Write exactly, with no line omitted or added, the span beginning at the line that holds "Query: front tire" and ending at the last line of the records.

Collected data:

##########

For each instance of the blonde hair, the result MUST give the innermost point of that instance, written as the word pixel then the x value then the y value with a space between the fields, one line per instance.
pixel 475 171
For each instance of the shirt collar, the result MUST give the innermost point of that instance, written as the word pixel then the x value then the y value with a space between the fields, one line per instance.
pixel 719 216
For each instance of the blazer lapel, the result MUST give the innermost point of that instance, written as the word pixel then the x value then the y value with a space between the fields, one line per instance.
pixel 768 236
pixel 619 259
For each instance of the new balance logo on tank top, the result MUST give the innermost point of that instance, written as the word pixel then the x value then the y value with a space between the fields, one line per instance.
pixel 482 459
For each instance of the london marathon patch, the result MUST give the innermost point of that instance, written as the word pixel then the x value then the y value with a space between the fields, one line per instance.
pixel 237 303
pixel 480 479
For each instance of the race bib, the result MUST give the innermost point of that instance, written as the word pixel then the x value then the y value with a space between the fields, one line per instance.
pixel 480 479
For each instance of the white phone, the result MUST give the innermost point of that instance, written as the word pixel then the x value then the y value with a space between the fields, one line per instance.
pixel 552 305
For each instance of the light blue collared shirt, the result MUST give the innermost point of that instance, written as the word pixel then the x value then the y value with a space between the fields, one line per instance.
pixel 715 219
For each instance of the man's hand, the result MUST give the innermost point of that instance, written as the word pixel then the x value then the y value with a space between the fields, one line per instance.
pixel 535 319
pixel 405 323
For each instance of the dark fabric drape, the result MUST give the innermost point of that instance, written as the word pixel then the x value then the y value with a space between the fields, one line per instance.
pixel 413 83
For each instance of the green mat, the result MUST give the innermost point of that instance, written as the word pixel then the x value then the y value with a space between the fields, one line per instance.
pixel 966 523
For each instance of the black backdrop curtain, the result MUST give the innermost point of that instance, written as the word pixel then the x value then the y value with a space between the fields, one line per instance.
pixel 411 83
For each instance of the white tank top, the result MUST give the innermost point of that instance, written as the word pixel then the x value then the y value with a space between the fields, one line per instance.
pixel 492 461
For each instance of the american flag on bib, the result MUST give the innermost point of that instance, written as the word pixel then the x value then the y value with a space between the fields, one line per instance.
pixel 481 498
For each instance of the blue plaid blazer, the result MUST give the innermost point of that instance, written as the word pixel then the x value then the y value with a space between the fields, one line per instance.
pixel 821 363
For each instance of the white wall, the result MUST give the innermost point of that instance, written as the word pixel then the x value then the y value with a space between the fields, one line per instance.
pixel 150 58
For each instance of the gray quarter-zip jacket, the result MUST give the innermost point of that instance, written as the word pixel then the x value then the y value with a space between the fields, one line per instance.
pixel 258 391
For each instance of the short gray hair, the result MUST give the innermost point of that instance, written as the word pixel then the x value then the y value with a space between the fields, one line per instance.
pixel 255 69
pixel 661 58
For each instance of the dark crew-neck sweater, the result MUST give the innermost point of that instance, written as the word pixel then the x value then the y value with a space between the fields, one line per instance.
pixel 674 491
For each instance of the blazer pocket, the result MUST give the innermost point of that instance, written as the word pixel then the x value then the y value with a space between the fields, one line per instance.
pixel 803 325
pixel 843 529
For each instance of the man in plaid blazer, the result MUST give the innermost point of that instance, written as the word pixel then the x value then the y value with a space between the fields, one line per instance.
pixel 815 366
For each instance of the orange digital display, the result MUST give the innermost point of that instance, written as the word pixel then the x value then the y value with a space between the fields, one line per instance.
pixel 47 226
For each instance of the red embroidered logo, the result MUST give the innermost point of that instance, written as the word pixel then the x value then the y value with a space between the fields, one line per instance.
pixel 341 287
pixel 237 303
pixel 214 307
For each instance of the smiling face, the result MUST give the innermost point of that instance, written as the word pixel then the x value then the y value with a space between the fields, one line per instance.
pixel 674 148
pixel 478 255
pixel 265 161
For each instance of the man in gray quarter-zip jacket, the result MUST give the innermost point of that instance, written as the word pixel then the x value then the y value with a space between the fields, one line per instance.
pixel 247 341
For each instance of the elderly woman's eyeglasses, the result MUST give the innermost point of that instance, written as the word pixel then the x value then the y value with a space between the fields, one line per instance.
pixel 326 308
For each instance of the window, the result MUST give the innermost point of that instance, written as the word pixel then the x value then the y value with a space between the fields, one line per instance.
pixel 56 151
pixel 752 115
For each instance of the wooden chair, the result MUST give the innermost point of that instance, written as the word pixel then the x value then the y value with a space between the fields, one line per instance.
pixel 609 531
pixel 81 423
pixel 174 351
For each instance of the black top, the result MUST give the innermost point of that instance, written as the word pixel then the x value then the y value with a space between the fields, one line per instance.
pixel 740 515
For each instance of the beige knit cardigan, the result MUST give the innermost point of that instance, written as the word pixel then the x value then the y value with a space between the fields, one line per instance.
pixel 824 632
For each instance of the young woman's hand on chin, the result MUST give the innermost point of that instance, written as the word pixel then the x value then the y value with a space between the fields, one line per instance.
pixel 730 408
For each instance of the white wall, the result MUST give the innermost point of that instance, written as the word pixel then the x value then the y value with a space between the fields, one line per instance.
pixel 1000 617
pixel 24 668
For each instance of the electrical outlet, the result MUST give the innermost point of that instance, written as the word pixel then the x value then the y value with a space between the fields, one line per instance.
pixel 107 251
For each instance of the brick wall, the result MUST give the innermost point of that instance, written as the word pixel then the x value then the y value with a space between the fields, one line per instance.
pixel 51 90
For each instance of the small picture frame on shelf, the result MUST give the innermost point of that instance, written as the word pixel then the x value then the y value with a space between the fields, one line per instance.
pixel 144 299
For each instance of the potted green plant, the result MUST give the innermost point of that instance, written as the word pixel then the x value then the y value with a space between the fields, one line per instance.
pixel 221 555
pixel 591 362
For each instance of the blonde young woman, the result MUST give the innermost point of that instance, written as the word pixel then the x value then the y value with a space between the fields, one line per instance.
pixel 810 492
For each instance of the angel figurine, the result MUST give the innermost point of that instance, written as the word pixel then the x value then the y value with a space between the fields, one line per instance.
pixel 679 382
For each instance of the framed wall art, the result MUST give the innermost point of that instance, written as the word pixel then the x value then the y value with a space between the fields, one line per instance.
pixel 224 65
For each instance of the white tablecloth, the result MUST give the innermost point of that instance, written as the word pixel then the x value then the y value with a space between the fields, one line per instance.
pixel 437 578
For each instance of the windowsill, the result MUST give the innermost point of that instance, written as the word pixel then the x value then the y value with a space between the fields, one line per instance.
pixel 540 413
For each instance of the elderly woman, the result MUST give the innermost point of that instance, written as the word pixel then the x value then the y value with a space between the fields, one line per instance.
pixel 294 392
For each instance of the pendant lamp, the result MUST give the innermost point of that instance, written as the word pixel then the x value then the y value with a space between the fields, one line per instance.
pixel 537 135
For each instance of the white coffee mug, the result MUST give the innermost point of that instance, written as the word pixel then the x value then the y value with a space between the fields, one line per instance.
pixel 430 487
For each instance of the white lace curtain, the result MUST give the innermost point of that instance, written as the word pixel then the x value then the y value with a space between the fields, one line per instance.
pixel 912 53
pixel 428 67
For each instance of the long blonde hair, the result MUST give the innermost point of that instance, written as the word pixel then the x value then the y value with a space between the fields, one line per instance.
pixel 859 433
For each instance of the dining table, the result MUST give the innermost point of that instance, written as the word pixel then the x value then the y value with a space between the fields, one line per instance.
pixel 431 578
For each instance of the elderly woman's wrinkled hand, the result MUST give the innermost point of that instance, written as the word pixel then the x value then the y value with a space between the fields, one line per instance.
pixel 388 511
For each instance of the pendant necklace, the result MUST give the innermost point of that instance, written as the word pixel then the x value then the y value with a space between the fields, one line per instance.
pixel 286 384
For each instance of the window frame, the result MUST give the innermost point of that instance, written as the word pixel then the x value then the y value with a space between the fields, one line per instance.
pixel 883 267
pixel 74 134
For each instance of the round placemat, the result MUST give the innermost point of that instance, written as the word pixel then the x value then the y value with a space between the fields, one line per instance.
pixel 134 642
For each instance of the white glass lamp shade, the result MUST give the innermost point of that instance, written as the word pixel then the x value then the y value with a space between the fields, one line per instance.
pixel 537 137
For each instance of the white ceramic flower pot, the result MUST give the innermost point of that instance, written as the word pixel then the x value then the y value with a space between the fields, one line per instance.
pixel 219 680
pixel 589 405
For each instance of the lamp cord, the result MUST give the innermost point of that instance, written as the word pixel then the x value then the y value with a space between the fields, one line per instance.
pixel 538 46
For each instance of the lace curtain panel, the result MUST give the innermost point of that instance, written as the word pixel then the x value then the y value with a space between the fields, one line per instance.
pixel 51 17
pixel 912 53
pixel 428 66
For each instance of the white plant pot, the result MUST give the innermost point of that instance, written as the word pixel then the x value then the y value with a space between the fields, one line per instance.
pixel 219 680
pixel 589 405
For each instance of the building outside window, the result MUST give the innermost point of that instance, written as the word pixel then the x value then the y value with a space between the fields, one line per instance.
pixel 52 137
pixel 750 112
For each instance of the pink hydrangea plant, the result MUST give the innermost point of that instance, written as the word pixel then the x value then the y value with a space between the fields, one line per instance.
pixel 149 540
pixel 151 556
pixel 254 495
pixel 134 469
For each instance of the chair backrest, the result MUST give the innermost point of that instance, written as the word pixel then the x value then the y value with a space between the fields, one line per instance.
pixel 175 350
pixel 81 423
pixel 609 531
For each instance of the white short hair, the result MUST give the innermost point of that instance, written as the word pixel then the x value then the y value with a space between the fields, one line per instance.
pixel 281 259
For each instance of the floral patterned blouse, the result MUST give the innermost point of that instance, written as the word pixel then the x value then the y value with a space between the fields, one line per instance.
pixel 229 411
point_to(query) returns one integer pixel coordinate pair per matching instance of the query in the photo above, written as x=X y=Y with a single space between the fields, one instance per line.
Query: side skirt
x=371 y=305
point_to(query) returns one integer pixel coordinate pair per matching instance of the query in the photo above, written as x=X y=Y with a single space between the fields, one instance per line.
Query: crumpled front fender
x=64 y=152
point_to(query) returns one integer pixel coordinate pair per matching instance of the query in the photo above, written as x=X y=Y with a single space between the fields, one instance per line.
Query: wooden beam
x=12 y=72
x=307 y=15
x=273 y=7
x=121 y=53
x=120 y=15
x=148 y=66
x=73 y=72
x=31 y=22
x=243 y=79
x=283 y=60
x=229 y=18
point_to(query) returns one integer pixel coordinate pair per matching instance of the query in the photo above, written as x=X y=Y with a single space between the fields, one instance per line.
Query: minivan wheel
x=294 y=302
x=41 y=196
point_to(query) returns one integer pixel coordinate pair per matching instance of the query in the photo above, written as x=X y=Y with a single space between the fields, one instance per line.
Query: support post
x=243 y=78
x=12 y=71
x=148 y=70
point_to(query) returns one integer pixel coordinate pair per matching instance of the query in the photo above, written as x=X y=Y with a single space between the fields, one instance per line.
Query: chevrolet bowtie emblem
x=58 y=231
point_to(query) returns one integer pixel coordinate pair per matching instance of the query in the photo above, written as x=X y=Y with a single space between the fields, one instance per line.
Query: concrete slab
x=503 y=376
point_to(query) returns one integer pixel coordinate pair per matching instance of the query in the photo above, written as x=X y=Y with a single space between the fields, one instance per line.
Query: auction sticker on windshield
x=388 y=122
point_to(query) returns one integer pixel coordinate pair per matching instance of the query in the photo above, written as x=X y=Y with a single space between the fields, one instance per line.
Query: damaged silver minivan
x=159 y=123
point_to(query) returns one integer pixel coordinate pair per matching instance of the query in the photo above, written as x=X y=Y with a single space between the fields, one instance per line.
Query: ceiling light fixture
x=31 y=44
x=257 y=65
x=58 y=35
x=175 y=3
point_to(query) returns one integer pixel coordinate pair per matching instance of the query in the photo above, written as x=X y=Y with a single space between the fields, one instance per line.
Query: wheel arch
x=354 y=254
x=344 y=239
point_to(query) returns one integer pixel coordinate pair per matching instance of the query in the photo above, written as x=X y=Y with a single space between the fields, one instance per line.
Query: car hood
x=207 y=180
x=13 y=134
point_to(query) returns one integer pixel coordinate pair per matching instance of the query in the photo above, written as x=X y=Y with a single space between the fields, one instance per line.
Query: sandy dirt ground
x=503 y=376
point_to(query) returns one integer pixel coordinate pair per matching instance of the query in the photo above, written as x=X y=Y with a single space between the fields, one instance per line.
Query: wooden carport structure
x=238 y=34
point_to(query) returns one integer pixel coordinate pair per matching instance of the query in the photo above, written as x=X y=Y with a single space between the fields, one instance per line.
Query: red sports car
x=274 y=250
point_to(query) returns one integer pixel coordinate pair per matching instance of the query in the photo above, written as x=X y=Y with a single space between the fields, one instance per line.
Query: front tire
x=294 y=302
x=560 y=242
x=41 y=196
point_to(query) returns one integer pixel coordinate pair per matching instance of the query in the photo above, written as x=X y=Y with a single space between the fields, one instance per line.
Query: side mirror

##########

### [OUTPUT BELOW]
Query: front tire
x=294 y=302
x=560 y=242
x=41 y=196
point_to(query) returns one integer pixel coordinate pair per matching instance of the query in the photo above, written as x=X y=Y with a single space between the fields, one instance per line.
Query: side mirror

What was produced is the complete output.